Although they don’t get as much attention as state parks or national parks, local parks and nature preserves can serve as excellent opportunities, especially when you aren’t able to travel very far. Sometimes these local parks and preserves are extremely beautiful, even if they are often overlooked. Recently I visited the Tucquan Glen Nature Preserve in Lancaster County, Pennsylvania. It’s within an hour from my home, but it was actually my first visit there. What I found was a great location that has plenty to offer.
The Tucquan Creek flows beautifully through the 300+ acre preserve and into the Susquehanna River. Along the way there are picturesque cascades and a thick forest. It’s now one of my favorite locations in south central Pennsylvania. It’s only about an hour outside of Baltimore and about an hour and a half outside of Philadelphia, making it convenient many photographers and travelers.
→ See More of The Best Places to Photograph in Pennsylvania
The Tucquan Nature Preserve is managed by the Lancaster County Conservancy. The conservancy manages more than 20 preserves throughout Lancaster County. These preserves don’t get a ton of publicity, but they are popular (locally) for hiking and among nature enthusiasts. Of all the preserves in Lancaster County, Tucquan Glen is the most popular. It’s popular enough that the conservancy actually offers a list of alternatives, encouraging people to visit the other preserves and trails in the area.
Although it is popular, it is certainly possible to avoid crowds. If you want to avoid people you can go at off-peak times. I was there for about 3 hours on a weekday morning and there were no other cars in the parking lot, except one family arriving just as I was leaving.
Getting to the Tuquan Glen Nature Preserve
Although Tucquan Glen is within driving distance of cities like Philadelphia, Baltimore, and Harrisburg (and smaller cities like Lancaster and York), the location feels very far from urban life. The preserve is in Martic Township and lies between River Road and the Susquehanna River. There are a few small parking lots on River Road, including one at the trailhead. There is only room for a few cars at that spot. If that lot is full there is another lot just a few hundred feet south on River Road. The approximate GPS coordinates of that parking lot are: 39.864254, -76.339678.
It’s pretty easy to find your way around Tuquan Glen. You can get an official map here from the conservancy website (shown below).
There are trails on both sides of the creek and you can use them together to form a loop trail. The total distance of the loop is about 2.5 miles. If you park at the coordinates listed above you will be right at the trailhead of the yellow trail. If you head down the yellow trail towards the Susquehanna River, the creek will be on your left. I recommend that instead of doing that, you cross the creek right at that parking lot, which is where you can pick up the blue trail. There are some rocks that make it possible to cross the creek without getting wet, although you will need to be careful. I was there in the spring shortly after a good rain, so the water level was a little high. Still, I made it across the rocks without getting wet. Fortunately my tripod helped for balance.

■ INSTRUCTION A:
In the article about Tucquan Glen, what organization manages the preserve?

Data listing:
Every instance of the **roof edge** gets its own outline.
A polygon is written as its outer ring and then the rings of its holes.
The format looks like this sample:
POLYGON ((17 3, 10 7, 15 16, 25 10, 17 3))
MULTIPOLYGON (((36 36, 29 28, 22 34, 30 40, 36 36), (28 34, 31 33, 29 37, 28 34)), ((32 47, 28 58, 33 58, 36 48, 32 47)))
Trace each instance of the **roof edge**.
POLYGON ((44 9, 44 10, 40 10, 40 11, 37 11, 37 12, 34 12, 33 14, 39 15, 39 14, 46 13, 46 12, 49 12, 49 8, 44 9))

■ INSTRUCTION B:
Reproduce every line of the entries in the data listing word for word, including the traced outline.

■ FULL SOLUTION A:
The Lancaster County Conservancy

■ FULL SOLUTION B:
Every instance of the **roof edge** gets its own outline.
A polygon is written as its outer ring and then the rings of its holes.
The format looks like this sample:
POLYGON ((17 3, 10 7, 15 16, 25 10, 17 3))
MULTIPOLYGON (((36 36, 29 28, 22 34, 30 40, 36 36), (28 34, 31 33, 29 37, 28 34)), ((32 47, 28 58, 33 58, 36 48, 32 47)))
Trace each instance of the **roof edge**.
POLYGON ((44 9, 44 10, 40 10, 40 11, 37 11, 37 12, 34 12, 33 14, 39 15, 39 14, 46 13, 46 12, 49 12, 49 8, 44 9))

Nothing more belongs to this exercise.